Stored data
************

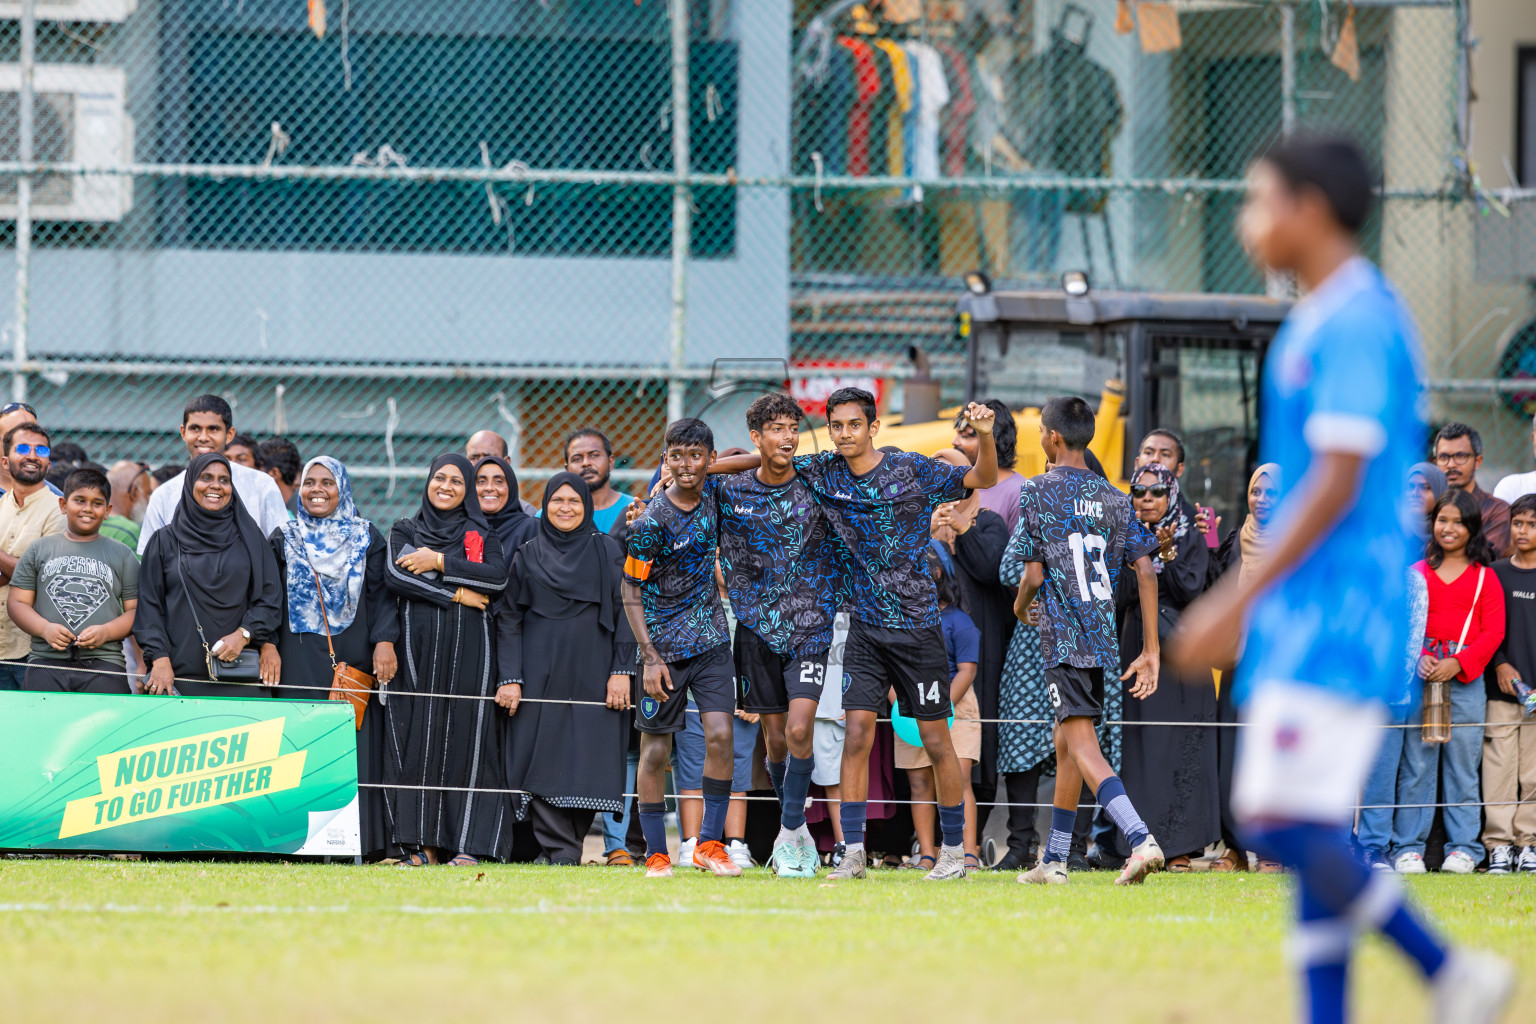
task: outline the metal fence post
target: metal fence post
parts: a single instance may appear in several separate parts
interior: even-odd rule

************

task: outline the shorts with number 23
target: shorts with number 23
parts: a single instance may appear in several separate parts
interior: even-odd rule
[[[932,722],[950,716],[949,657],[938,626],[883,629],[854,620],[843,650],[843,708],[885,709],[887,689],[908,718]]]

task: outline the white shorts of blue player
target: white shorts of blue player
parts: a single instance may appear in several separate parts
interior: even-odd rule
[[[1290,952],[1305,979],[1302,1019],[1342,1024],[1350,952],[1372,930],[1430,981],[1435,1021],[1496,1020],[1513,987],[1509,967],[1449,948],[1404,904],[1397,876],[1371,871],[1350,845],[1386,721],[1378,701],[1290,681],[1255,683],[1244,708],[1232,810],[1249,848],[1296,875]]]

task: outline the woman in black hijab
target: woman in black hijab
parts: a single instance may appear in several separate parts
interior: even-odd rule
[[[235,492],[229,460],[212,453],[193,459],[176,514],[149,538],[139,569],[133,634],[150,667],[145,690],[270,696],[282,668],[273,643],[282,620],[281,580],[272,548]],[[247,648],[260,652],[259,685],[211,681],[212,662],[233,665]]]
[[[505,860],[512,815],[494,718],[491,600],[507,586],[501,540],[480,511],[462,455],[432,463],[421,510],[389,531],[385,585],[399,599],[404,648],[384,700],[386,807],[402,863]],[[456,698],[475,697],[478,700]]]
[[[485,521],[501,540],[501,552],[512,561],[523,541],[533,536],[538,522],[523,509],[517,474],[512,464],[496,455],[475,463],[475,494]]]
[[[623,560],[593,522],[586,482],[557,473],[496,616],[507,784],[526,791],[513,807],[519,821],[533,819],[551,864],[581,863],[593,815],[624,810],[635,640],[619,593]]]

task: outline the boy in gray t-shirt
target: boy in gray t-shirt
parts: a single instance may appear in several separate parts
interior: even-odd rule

************

Your instructions
Could you filter the entries above for lines holding the string "white" and copy them?

Solution
task: outline the white shorts of blue player
target: white shorts of blue player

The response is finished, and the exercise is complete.